┌─ Records supplied

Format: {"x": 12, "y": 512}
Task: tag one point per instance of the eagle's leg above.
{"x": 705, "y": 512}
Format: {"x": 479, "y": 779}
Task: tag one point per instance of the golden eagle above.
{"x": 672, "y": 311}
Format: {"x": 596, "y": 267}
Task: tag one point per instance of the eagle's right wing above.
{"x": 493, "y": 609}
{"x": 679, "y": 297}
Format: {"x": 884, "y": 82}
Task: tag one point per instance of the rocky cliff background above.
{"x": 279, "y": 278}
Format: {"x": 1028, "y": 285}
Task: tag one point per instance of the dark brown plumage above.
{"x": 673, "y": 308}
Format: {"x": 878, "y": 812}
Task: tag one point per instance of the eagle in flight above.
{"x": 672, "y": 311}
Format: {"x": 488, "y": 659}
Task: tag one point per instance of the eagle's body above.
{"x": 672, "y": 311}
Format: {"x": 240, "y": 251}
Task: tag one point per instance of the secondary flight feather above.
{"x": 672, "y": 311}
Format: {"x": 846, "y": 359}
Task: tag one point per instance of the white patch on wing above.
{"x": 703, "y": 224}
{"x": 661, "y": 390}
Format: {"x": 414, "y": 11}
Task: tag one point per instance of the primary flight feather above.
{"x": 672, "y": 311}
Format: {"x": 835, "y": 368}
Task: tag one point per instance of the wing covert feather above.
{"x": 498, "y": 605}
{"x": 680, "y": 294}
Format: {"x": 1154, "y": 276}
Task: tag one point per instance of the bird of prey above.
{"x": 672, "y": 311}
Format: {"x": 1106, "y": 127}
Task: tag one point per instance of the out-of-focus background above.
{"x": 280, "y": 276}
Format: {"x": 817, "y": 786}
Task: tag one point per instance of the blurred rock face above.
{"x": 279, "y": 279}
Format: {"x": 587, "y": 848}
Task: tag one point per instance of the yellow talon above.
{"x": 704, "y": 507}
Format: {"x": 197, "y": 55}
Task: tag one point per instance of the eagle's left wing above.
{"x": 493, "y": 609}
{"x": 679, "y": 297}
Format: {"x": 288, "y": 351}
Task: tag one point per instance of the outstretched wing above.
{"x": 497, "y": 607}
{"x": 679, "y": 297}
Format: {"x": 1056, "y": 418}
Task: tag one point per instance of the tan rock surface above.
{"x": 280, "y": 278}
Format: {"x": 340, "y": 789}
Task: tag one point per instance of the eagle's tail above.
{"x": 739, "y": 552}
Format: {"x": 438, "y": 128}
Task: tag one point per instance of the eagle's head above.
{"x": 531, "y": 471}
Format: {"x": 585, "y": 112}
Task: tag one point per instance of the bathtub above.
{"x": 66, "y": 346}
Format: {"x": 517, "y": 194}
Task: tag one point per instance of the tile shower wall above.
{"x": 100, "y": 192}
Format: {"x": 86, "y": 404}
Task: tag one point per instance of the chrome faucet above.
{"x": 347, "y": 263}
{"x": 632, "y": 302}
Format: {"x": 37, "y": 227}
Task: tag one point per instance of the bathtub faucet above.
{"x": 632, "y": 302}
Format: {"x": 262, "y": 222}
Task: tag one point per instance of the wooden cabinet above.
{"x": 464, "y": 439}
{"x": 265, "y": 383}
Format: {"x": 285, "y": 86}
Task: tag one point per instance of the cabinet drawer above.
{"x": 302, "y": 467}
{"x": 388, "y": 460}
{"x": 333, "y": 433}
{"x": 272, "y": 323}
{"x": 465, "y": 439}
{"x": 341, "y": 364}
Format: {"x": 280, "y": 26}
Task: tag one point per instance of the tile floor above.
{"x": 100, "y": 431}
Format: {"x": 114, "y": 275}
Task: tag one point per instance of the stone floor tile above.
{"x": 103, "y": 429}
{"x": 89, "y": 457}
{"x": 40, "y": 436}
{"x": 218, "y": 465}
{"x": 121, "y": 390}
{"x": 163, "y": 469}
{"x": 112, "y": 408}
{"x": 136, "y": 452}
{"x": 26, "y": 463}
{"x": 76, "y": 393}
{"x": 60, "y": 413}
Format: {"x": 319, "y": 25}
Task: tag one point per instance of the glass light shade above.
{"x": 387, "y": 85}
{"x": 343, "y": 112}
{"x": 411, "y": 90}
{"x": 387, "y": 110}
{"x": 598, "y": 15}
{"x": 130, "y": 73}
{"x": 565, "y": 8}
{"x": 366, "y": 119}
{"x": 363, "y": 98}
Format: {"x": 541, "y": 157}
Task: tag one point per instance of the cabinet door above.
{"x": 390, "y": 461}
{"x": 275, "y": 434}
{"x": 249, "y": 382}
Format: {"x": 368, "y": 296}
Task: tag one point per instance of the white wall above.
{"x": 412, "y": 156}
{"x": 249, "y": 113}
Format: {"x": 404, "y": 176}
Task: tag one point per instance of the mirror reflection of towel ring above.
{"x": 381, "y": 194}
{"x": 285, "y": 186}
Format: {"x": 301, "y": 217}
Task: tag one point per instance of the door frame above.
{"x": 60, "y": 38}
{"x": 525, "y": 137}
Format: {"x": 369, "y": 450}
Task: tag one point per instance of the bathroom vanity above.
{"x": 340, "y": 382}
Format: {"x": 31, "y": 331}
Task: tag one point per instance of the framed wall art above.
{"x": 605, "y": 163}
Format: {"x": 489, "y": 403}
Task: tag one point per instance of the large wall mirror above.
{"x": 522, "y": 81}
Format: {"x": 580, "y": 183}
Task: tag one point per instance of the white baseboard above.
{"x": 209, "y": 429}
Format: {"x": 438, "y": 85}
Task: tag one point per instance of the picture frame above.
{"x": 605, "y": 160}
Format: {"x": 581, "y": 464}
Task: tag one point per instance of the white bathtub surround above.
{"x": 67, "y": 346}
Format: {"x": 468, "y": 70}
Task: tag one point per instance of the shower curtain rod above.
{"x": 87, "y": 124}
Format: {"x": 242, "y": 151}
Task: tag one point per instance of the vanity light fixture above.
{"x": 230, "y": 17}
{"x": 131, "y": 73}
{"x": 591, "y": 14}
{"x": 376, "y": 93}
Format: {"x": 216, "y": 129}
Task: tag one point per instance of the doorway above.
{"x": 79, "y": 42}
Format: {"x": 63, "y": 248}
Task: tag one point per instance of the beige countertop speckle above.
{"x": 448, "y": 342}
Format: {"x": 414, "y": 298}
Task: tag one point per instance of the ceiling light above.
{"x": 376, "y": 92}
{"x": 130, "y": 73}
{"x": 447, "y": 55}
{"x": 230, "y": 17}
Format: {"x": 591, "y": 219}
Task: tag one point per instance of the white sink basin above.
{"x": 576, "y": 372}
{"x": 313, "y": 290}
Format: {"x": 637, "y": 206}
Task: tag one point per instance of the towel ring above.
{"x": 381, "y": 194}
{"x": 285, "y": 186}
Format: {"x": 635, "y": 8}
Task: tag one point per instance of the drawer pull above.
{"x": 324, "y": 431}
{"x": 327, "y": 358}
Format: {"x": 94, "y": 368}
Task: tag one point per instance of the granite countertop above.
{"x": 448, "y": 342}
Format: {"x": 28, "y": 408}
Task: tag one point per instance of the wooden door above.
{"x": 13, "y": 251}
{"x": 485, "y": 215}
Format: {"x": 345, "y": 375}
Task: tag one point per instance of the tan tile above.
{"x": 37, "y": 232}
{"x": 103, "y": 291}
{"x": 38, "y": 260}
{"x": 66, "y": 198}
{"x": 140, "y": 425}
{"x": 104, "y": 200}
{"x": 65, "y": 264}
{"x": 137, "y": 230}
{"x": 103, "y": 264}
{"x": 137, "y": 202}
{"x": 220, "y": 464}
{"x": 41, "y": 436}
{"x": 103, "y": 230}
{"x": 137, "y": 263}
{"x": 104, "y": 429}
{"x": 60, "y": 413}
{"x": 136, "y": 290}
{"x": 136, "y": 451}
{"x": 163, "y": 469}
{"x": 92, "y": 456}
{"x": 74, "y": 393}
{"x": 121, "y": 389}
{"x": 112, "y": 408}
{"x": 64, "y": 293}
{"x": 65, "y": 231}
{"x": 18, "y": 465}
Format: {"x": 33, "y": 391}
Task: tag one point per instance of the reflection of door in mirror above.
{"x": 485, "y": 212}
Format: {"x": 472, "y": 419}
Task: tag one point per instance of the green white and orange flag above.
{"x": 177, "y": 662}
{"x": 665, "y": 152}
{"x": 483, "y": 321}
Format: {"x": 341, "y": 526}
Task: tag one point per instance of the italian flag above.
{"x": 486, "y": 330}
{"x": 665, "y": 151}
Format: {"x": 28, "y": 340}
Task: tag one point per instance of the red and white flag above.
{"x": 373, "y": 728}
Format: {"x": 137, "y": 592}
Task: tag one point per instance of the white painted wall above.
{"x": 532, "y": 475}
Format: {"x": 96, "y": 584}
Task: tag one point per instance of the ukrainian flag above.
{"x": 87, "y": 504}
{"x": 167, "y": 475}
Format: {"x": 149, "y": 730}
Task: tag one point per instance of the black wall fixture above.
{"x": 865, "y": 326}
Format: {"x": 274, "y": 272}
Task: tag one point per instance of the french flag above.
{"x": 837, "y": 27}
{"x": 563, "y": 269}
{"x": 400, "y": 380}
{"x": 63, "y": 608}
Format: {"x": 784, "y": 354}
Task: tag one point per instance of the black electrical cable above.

└─

Goal of the exercise -
An exact copy is needed of the lines from the one containing "Task: tag one point per instance of the white painted" through the end of the records.

Response -
Task: tag one point per instance of the white painted wall above.
{"x": 532, "y": 475}
Format: {"x": 96, "y": 584}
Task: tag one point per instance of the ukrainian flag above.
{"x": 87, "y": 504}
{"x": 167, "y": 475}
Format: {"x": 149, "y": 730}
Task: tag one point per instance of the black wall fixture above.
{"x": 865, "y": 326}
Format: {"x": 274, "y": 272}
Task: tag one point per instance of the french flag above.
{"x": 837, "y": 27}
{"x": 563, "y": 269}
{"x": 400, "y": 380}
{"x": 63, "y": 608}
Format: {"x": 784, "y": 354}
Task: tag one point per instance of the black electrical cable above.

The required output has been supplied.